==== Record set
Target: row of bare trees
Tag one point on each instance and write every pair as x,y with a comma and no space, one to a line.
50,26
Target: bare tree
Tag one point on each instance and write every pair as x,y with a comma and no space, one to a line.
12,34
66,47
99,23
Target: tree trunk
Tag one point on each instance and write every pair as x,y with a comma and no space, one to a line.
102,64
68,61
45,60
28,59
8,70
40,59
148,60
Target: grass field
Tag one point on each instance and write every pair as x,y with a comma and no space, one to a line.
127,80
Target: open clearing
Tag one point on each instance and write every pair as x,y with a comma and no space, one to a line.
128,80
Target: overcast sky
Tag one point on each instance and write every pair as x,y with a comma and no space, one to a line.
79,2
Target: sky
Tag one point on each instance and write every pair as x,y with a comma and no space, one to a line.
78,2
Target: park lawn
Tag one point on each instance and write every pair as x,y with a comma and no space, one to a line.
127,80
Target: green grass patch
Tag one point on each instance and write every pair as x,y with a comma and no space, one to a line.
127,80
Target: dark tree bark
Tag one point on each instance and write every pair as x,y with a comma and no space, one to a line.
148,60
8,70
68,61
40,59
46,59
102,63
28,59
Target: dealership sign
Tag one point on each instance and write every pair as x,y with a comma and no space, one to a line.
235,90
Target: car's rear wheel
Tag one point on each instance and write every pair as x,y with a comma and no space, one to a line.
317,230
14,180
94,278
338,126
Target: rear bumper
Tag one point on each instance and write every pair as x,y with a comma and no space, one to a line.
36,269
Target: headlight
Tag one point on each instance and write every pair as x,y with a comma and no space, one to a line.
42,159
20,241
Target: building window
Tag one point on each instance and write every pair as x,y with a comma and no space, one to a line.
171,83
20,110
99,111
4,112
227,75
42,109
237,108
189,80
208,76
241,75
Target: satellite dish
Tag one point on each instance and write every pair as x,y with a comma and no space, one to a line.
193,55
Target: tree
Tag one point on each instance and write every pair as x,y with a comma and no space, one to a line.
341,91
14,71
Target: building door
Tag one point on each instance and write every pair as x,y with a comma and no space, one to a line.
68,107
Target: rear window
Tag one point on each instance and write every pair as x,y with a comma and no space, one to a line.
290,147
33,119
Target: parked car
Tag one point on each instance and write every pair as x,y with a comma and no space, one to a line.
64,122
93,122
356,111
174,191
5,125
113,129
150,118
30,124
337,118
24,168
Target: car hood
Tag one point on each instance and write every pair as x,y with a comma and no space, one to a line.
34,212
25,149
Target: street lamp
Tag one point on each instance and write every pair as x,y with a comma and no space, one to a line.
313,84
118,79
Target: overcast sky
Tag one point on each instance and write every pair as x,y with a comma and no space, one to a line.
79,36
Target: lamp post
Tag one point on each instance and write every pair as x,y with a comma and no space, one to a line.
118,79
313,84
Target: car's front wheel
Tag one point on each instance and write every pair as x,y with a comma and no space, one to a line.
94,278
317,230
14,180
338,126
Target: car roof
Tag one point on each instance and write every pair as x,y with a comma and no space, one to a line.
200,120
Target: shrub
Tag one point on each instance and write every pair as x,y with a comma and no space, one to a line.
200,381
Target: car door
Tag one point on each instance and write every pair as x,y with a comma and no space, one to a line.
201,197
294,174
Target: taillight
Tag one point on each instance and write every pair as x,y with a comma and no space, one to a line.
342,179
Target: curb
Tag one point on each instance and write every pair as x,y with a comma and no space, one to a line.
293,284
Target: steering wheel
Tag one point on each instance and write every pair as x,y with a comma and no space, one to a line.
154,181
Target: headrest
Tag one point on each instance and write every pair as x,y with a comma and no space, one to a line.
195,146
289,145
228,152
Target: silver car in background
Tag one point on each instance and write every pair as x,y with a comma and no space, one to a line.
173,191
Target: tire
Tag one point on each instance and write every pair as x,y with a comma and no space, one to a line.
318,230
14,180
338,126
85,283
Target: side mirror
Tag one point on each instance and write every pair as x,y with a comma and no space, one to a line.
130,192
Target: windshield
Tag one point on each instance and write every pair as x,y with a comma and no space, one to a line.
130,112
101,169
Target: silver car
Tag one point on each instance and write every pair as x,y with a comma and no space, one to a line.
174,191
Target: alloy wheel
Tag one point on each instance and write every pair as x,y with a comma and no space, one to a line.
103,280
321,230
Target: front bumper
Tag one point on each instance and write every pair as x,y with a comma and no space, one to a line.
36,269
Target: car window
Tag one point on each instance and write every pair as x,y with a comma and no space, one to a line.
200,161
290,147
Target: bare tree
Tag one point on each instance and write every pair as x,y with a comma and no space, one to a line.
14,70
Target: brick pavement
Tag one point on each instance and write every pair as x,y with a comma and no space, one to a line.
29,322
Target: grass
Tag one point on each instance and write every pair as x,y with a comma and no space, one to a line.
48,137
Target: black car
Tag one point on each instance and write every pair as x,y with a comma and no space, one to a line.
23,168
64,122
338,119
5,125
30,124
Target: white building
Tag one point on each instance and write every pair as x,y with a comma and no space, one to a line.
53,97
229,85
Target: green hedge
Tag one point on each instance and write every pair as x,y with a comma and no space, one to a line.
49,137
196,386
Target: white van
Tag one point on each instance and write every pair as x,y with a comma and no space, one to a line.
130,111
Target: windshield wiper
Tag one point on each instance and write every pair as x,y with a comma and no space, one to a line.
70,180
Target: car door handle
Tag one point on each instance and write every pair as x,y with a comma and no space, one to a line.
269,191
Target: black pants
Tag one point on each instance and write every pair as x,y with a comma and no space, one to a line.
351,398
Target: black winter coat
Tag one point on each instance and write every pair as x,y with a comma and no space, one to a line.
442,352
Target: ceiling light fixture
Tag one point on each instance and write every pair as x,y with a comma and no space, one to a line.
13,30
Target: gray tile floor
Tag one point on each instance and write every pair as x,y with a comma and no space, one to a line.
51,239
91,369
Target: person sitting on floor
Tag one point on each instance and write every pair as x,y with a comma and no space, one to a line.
========
## What to work on
Copy out the full listing exactly.

## Response
Target: row of bare trees
Tag one point on each instance and write every pair as x,y with a comma and no space, one to a line.
50,26
Target: bare tree
Tag one point on each instance and write every pair as x,y with a comma and no space, one to a line.
12,34
66,47
99,23
Target: tree trunk
Tag one point on each instance and write every pair as x,y with a comma and no space, one to a line.
102,64
68,61
45,60
28,59
8,70
40,59
148,60
Target: grass field
Tag one point on each instance and write every pair as x,y with a comma and no space, one to a line.
127,80
Target: open clearing
Tag one point on each instance and write every pair as x,y with a comma and no space, one to a line.
128,80
Target: overcast sky
Tag one point on each instance and write every pair as x,y with a comma and no space, one to a line.
79,2
Target: sky
Tag one point on each instance and write every pair as x,y with a comma and no space, one to a line.
78,2
Target: park lawn
Tag one point on each instance and write every pair as x,y with a comma and no space, one to a line.
127,80
Target: green grass patch
Tag one point on each instance and write every pair as x,y with a comma and no space, one to a line.
127,80
Target: dark tree bark
Tag one point on each instance and write every pair as x,y with a comma and no space, one to a line.
148,60
8,70
68,61
40,59
46,59
102,63
28,59
Target: dealership sign
Tag one point on each instance and write every pair as x,y with a comma and no space, one to a line.
235,90
Target: car's rear wheel
Tag one point on each instance and write every pair as x,y with a comma and no space, one to a line.
317,230
14,180
94,278
338,126
Target: rear bumper
Tag one point on each instance and write every pair as x,y with a comma and no space, one to a line.
36,269
Target: headlight
Tag one point on each instance and write every pair as x,y with a comma and no space, one to a line.
42,159
20,241
Target: building window
Tag one point on each instance and write every pair as x,y with a comma and no space, one to a line.
171,83
20,110
99,111
4,112
227,75
42,109
237,108
189,80
208,76
241,75
Target: satellite dish
Tag one point on each instance and write every pair as x,y with a comma and no space, one to a line.
193,55
Target: tree
Tag one point on each instance and write every pair as x,y with a comma and no space, one to a line.
341,91
14,71
Target: building door
Tag one point on each instance and write every pair as x,y with a comma and no space, one to a line.
68,107
Target: rear window
Tag one point on each instance and write every pair as x,y with a comma and no space, one to a line.
290,147
33,119
Target: parked car
Tag one point on each instance and write every pair as x,y with a comma and no space, one to a line.
64,122
93,122
356,111
174,191
5,125
113,129
150,118
30,124
337,118
24,168
Target: car hood
Tag one point on each instance and write every pair as x,y with a comma and no space, one to a line.
34,212
25,149
Target: street lamp
Tag one point on each instance and write every pair as x,y with a comma and no space, one to a line.
313,84
118,79
Target: overcast sky
Tag one point on each instance and write every pair as x,y with a comma and no space, one to a line.
79,36
Target: lamp post
Tag one point on each instance and write every pair as x,y with a comma and no space, one to a line.
118,79
313,84
Target: car's front wheel
Tag one point on each instance and write every pair as x,y with a comma and no space, one to a line.
94,278
317,230
14,180
338,126
Target: car roof
Tag one point on each instance and write every pair as x,y with a comma and no space, one to a line.
200,120
Target: shrub
Tag one point on each instance and write every pair as x,y with a comma and no space, one to a line.
200,381
Target: car door
Tag one point on each instance and write every pair as x,y with a comma and no space, one to a line.
201,197
294,174
Target: taillight
Tag one point on each instance and write every pair as x,y with a comma and no space, one to a line.
342,179
Target: curb
Tag one point on each instance and write every pair as x,y with a comma and no space, one to a line.
293,284
Target: steering wheel
Tag one point on each instance and write every pair as x,y with a comma and no space, one to a line.
154,181
Target: headrest
Tag one point on each instance and write every pair as x,y with a comma and no space, one to a line.
195,146
289,145
228,152
Target: silver car in background
Tag one point on each instance and write every pair as x,y with a comma and no space, one to a line.
173,191
Target: tire
Tag one point on each instance and write every pair as x,y with a comma and no space, one to a line.
318,230
14,180
338,126
85,283
Target: side mirror
Tag one point on each instance and write every pair as x,y with a comma and no space, one to a line.
130,192
Target: windshield
Tag one point on each instance and write every pair as x,y with a comma and no space, one to a line.
130,112
101,169
Target: silver car
Tag one point on each instance and write every pair as x,y with a comma and no space, one to a line.
174,191
Target: alloy wheel
Tag one point on each instance and write every pair as x,y with a comma and no space, one to a line.
103,280
321,230
Target: front bumper
Tag one point on each instance and write every pair as x,y with a comma and no space, one to a line.
36,269
Target: car window
Tag one point on each instance and write every pair as x,y with a comma and no space, one to a line.
200,161
290,147
Target: bare tree
Tag one point on each instance and write every pair as x,y with a comma and no space, one to a line.
14,70
Target: brick pavement
Tag one point on each instance and write every pair as x,y with a comma and no space, one to a line.
29,322
Target: grass
Tag one point on each instance and write every pair as x,y with a comma and no space, one to a line.
48,137
Target: black car
Tag one point on each instance and write every pair as x,y with a comma and no space, one to a line.
23,168
64,122
338,119
5,125
30,124
Target: white building
Tag one point on each instance and write every pair as x,y with a comma and no space, one to a line.
53,97
229,85
Target: green hedge
Tag one point on each instance and write every pair as x,y with a comma and no space, one to a line.
49,137
196,386
Target: white van
Tag one point on each instance and write every pair as x,y with a comma and no space, one to a line.
130,111
Target: windshield wiper
Tag one point on each instance and write every pair as x,y with a comma and no space, one to a line.
70,180
Target: car door handle
Tag one point on each instance and write every pair as x,y with a comma and no space, one to a line.
269,191
Target: black pants
Tag one point on each instance and write every pair as x,y with a comma and no space, one to a line.
351,398
Target: black winter coat
Tag one point on each instance and write every pair as x,y with a comma and no space, one to a line.
442,352
Target: ceiling light fixture
Tag one point on each instance and write every pair as x,y with a comma and no space, one to a line.
13,30
Target: gray tile floor
Tag one point on each instance and write every pair as x,y with a comma and no space, one to a line.
51,239
91,369
Target: person sitting on floor
Tag one point on each instance and write every pair as x,y with a comma and no space, one to a line.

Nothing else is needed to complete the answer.